Try it » Write out exactly the lines that run from the one containing "the caterpillar mouthparts" to the end of the entries below, with both end lines included.
───
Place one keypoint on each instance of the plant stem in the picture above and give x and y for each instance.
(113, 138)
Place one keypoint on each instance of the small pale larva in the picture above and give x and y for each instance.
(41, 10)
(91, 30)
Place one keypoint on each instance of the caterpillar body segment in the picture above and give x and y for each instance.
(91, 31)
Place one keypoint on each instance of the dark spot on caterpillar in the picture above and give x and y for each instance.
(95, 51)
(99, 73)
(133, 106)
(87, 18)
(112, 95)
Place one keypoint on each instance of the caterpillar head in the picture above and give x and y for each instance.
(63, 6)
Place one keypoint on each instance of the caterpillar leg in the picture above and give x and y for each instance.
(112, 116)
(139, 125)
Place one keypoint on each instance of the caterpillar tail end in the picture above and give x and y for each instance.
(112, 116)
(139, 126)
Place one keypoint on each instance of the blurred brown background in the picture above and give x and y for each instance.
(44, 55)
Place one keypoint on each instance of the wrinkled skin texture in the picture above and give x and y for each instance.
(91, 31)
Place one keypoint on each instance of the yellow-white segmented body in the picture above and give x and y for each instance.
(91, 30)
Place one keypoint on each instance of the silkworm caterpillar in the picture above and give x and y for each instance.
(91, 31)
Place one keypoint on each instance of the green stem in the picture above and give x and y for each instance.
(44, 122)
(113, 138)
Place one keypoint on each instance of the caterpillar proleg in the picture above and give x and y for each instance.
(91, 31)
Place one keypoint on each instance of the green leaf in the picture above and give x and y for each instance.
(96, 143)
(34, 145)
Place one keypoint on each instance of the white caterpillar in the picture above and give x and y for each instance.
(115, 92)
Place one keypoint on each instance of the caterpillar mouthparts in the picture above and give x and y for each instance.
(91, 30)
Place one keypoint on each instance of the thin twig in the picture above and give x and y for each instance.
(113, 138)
───
Written answer »
Place one keypoint on each instance of the caterpillar mouthparts in the picture above and give x and y for each instance.
(91, 30)
Place one keypoint on each instance of the thin twig in the picture above and give x and y for each instance.
(113, 138)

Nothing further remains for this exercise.